PASSAGE FOR REVIEW:
⁂
In September 2024, she testified before the United States Senate Committee on Foreign Relations during a hearing on laws restricting NGOs. Through her international advocacy, she remains a prominent voice for Georgia’s democratic future.

== Memberships and advisory roles ==
Gigauri has held numerous elected or appointed roles in national and international structures, including:
- Member, Board of Directors, Transparency International (two terms)
- Member, Steering Committee, Open Government Partnership (from 2022)
- Board member, Coalition for Independent and Transparent Judiciary
- Board member, Coalition for Euro-Atlantic Georgia
- Member, Presidential Pardon Commission of Georgia
- Ex officio Board Member, ICC Georgia (International Chamber of Commerce – Georgia)

== See also ==
- Transparency International
- Human rights in Georgia
- Corruption in Georgia
- Media freedom in Georgia
- 2024–2025 Georgian protests

==Education==

Gigauri graduated from Tbilisi State University in Tbilisi, Georgia in 1999 with a degree in International Relations. She continued her studies at the Caucasus School of Business, where she obtained her master's degree in Business Administration in 2001. In 2010 Gigauri completed her second Masters and received LLM from VU University Amsterdam in the Netherlands.

In addition to degree programs in 2007 she attended the Senior Executive Seminar Course at George C. Marshall European Center for Security Studies.

In 2017 Eka Gigauri became the fellow of Stanford University CDDRL (Center on Democracy, Development and the Rule of law) "Draper Hills Fellows Program on Democracy and Development".

==Career==

===Early career===

Gigauri started her career in 1996 as an intern in the Parliament of Georgia and Georgian Public Broadcaster. She continued her early work with the Georgian government as an Officer in the International Relations Office in the Ministry of Transport of Georgia (Civil Aviation Department) during 1998 and 1999. She then worked in the Department of International Organizations, UN Office, at the Ministry of Foreign Affairs of Georgia.
⁂
PROBLEM TO SOLVE: Write out the part of the passage on Eka Gigauri starting with "Gigauri graduated from" and going on through "in the Netherlands.", word for word. The listing that comes next is separate material and has no connection to the passage on Eka Gigauri.
⁂
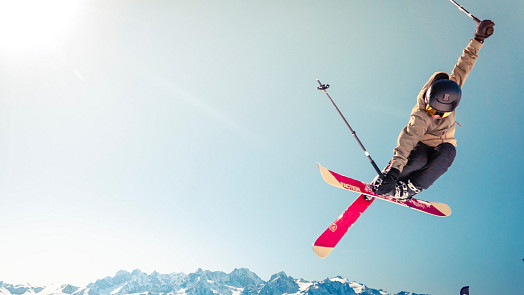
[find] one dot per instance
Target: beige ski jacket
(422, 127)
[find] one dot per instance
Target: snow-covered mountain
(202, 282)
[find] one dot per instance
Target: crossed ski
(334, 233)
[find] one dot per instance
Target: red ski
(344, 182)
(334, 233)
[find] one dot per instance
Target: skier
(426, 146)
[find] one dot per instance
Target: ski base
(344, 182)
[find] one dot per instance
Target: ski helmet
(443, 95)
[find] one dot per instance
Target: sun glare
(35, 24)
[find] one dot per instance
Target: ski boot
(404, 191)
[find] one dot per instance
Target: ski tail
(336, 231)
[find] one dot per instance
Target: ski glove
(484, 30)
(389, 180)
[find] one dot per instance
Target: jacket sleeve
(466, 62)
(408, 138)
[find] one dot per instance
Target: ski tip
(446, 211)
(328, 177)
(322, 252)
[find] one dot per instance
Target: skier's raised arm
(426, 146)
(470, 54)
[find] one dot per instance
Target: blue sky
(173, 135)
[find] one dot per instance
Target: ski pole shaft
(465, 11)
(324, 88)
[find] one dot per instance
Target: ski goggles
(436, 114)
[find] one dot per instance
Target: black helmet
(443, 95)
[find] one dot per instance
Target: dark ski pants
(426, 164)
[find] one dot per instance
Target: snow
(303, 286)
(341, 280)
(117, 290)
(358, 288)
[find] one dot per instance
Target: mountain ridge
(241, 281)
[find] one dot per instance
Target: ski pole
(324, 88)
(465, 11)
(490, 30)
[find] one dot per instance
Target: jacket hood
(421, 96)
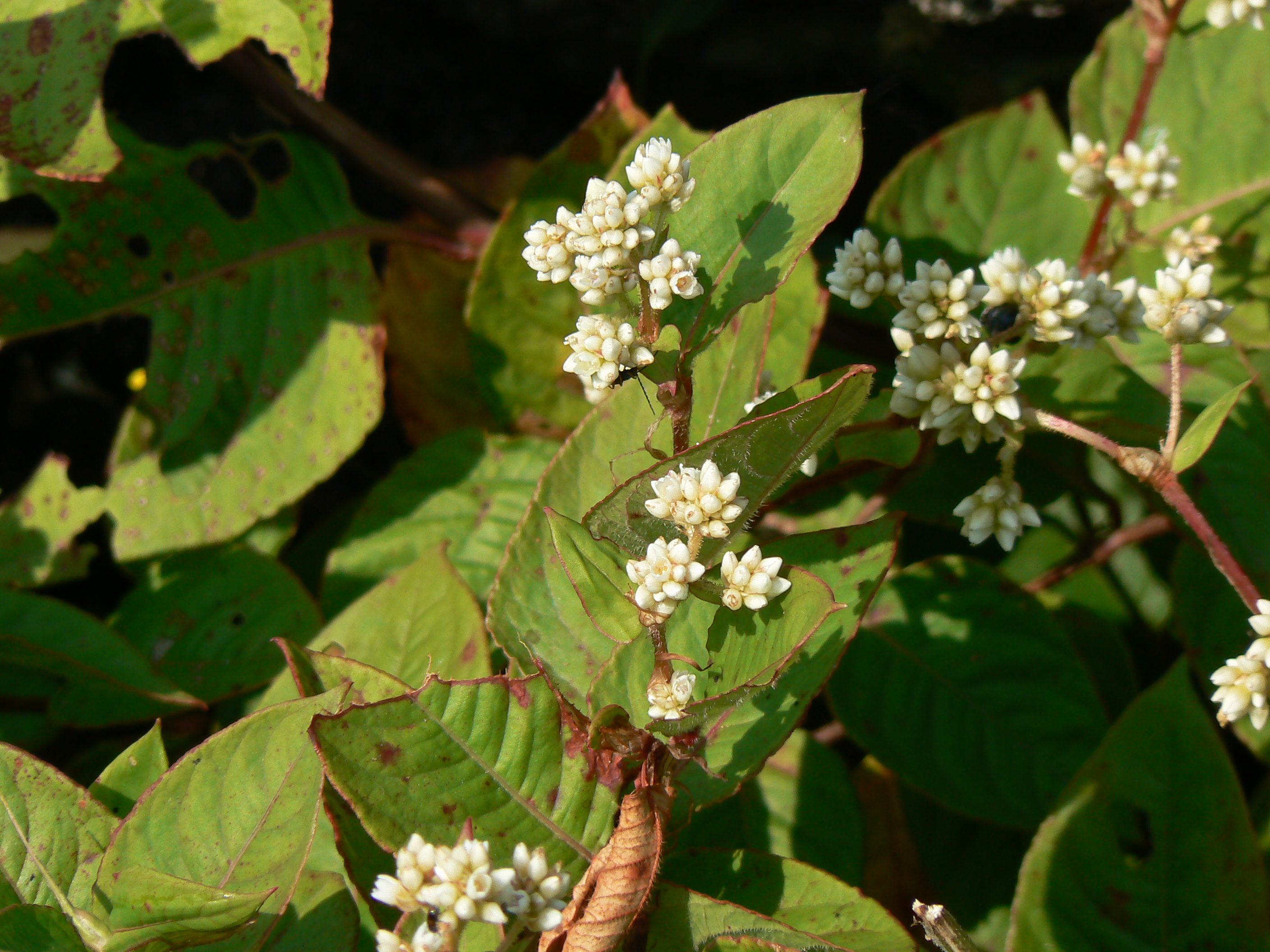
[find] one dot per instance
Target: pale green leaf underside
⁂
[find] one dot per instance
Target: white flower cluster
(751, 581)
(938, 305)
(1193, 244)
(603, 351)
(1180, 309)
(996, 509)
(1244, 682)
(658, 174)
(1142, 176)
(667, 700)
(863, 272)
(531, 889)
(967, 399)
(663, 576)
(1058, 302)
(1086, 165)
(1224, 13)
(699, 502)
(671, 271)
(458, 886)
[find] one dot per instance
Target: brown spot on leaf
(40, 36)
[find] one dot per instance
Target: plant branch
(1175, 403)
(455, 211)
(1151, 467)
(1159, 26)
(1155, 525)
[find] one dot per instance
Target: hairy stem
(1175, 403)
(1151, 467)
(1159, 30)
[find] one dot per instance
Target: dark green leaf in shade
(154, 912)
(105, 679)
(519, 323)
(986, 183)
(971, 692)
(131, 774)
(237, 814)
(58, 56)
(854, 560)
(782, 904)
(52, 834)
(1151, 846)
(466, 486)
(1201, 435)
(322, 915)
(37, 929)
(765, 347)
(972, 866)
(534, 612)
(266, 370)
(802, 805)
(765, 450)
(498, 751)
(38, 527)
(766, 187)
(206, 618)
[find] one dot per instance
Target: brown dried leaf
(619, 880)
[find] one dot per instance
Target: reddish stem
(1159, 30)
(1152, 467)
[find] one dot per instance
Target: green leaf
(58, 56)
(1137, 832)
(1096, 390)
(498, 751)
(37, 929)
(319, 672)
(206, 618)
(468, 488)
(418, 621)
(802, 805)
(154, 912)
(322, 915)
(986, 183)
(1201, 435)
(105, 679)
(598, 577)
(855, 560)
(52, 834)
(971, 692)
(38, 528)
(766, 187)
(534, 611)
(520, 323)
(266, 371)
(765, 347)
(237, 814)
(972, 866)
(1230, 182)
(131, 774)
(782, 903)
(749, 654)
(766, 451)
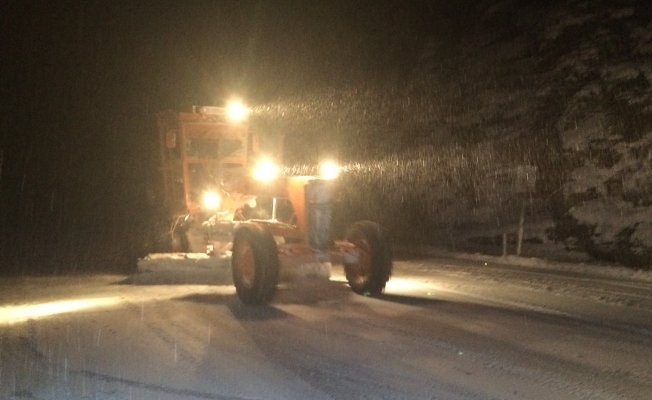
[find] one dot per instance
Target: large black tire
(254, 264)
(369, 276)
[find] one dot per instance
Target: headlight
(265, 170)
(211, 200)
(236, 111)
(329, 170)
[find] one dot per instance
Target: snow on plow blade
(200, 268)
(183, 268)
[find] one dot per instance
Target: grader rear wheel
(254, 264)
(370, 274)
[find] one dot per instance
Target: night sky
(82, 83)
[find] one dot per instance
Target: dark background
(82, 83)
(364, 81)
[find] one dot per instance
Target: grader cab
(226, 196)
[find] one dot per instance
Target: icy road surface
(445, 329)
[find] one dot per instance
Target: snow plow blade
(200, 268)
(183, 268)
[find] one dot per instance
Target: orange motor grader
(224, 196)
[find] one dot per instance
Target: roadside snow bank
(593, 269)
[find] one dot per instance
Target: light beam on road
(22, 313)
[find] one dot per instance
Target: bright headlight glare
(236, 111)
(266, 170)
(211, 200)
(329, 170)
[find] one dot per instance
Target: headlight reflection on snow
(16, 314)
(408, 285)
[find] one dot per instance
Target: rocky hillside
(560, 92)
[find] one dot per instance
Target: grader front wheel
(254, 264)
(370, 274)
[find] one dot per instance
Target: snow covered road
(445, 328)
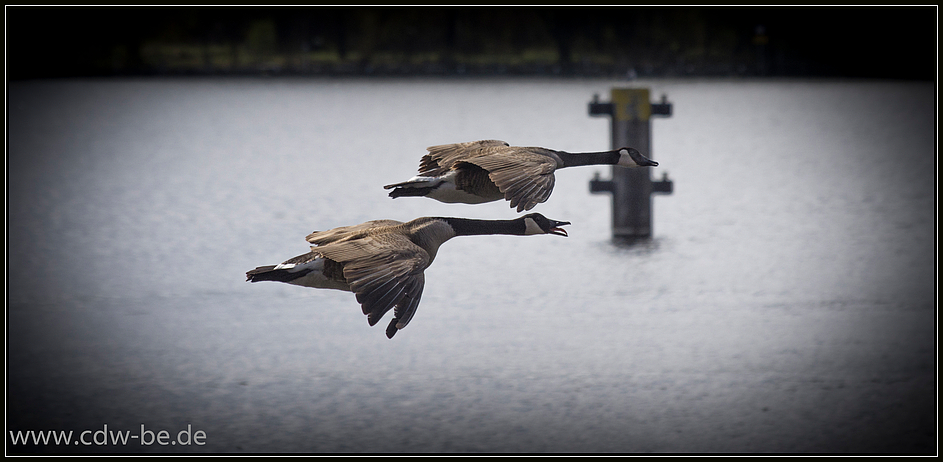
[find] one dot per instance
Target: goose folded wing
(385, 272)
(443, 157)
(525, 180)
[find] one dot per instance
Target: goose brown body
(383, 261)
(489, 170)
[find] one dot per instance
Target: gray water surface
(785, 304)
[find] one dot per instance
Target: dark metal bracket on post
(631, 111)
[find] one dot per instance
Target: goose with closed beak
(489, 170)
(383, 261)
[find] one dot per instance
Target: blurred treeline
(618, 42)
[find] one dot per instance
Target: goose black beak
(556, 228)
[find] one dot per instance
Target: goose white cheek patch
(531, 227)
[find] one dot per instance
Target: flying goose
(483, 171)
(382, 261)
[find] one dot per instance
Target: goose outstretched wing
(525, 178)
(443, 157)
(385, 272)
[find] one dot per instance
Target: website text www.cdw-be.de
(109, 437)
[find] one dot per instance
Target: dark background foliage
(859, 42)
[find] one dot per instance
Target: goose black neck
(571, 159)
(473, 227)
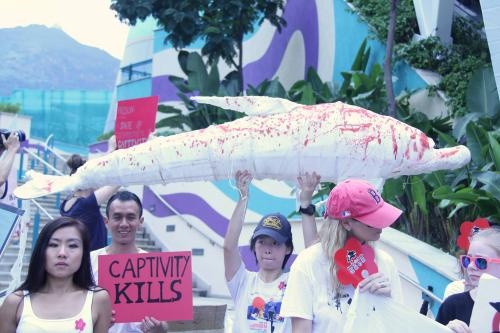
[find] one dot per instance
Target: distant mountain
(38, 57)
⁂
RESULT OF THIS EXERCISE:
Gigauri graduated from Tbilisi State University in Tbilisi, Georgia in 1999 with a degree in International Relations. She continued her studies at the Caucasus School of Business, where she obtained her master's degree in Business Administration in 2001. In 2010 Gigauri completed her second Masters and received LLM from VU University Amsterdam in the Netherlands.